* Work instruction *
In the records below, begin at the line that has "If you could point to the person" and stop after the line that has "If you could point to the tree"; quote those lines verbatim and nothing more.

Referring expression data:

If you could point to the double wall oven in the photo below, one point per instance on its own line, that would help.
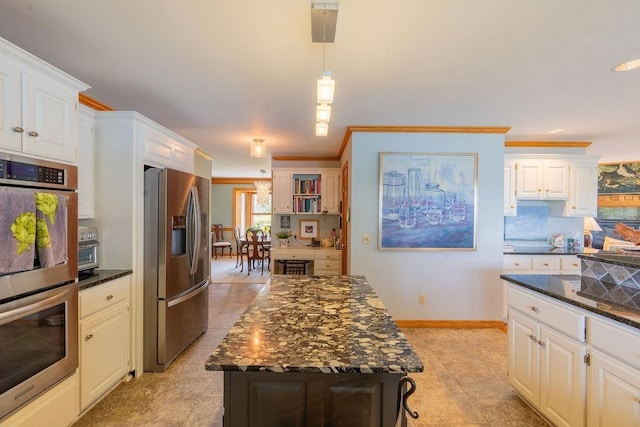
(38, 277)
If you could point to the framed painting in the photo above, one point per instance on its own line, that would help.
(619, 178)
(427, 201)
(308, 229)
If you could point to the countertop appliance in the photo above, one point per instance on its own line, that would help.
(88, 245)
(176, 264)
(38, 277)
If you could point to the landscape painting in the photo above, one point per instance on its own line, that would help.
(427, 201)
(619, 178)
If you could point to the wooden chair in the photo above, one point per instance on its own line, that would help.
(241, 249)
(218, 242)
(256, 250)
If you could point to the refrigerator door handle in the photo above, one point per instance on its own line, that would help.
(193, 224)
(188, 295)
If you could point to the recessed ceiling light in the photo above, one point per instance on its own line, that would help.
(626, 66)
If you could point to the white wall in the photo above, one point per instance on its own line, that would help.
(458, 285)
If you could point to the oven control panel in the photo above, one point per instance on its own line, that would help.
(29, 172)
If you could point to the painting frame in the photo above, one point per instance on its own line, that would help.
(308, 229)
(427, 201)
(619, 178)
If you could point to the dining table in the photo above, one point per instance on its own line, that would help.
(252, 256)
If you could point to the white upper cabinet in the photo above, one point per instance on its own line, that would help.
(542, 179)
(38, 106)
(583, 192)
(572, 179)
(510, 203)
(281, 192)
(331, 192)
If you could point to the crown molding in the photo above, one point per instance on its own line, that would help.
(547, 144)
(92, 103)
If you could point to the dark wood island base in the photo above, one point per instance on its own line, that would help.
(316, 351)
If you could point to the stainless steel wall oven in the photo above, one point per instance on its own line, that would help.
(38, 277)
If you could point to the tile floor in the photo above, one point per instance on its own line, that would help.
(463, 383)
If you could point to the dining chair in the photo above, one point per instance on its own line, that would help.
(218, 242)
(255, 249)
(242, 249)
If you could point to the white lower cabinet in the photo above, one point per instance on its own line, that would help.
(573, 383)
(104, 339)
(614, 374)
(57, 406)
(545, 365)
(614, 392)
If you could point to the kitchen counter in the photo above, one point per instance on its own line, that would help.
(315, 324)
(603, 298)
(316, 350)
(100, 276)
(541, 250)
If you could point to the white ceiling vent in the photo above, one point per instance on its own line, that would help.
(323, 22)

==

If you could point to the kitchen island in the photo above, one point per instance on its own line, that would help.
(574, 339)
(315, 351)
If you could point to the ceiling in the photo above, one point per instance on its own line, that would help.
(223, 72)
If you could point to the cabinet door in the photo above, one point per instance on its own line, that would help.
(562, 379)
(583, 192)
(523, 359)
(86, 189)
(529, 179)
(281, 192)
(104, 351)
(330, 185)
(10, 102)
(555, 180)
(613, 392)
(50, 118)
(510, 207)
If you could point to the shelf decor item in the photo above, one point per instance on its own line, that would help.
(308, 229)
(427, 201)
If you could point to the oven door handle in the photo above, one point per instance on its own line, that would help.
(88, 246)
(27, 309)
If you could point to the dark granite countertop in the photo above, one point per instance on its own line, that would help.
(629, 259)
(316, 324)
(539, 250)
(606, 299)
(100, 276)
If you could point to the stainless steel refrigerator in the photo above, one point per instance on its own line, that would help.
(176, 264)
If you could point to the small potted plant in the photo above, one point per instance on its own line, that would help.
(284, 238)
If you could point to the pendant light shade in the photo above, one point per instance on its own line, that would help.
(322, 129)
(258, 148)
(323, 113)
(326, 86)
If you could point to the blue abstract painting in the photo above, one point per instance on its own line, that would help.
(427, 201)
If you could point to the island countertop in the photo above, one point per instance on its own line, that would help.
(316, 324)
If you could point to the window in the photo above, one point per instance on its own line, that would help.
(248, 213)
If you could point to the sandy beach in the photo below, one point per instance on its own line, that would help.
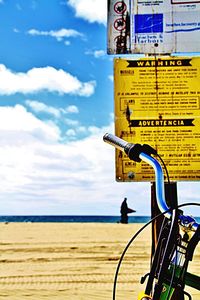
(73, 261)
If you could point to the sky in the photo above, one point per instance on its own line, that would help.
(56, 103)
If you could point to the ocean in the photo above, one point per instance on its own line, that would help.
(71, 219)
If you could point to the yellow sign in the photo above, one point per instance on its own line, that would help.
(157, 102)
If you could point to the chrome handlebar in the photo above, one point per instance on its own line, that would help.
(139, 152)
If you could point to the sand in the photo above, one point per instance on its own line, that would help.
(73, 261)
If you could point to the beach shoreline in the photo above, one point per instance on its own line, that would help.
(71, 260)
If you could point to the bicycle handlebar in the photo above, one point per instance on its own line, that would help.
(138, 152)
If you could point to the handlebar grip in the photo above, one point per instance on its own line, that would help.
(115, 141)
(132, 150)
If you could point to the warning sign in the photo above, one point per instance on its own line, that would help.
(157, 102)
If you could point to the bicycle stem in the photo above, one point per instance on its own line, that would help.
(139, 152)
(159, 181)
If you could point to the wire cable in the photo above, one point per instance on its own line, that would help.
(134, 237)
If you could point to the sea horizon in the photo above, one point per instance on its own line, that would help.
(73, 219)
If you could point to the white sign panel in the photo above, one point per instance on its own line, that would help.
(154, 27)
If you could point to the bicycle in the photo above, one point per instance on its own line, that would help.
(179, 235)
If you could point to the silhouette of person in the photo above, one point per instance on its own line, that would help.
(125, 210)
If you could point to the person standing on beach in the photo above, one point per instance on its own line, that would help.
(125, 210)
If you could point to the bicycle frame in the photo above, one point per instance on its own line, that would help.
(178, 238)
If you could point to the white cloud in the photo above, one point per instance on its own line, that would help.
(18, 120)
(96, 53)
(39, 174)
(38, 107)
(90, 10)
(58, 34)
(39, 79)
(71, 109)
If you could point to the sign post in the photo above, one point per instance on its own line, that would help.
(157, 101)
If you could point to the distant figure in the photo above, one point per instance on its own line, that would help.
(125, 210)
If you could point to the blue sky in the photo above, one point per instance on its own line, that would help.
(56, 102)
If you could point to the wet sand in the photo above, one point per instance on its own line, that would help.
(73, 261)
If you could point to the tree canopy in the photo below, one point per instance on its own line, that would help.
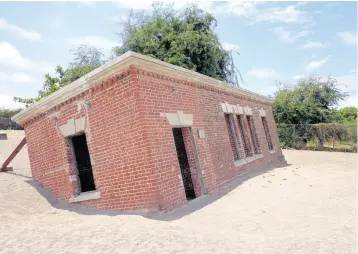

* Your solution *
If you could point to the person standing on beach in the photo above, one point per instance on its own line, that would help.
(125, 210)
If you could point to the bicycle frame in the photo above, one point per instance on its own line, that would help.
(178, 238)
If you could point to the white cloud in the photo above, one point per instance on its own line, that would help.
(18, 120)
(96, 53)
(39, 174)
(38, 107)
(90, 10)
(58, 34)
(39, 79)
(71, 109)
If you could point to the sign post in the photo above, one point per instance on its own line, that would help.
(157, 101)
If you could point to the distant figure in the photo above, one point per instance on its own line, that would help.
(125, 210)
If you could point to the blue sky in the photo above, one point per instance on its own line, that would help.
(56, 102)
If you could point to the wet sand in the photo above, one point per instance on its own line, that would help.
(73, 261)
If you could point to the tree canopy in the photo below, one point per instance on its own line, that would help.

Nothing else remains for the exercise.